■ WHAT THE TASK ASKS: Rewrite every line of the items below, requests included, and shift each coordinate in the answers up by 25. Leave the numbers in the requests and their samples unchanged.

■ EXCERPTED RECORDS:

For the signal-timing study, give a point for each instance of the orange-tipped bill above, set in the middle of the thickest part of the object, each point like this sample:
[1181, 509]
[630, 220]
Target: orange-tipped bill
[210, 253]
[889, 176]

■ SOLUTION TO THIS PROBLEM:
For the signal-timing study, give a point for each instance of the orange-tipped bill above, set in the middle of the thickest part of the object, each point like this sample:
[1181, 509]
[630, 220]
Target: orange-tipped bill
[235, 278]
[914, 201]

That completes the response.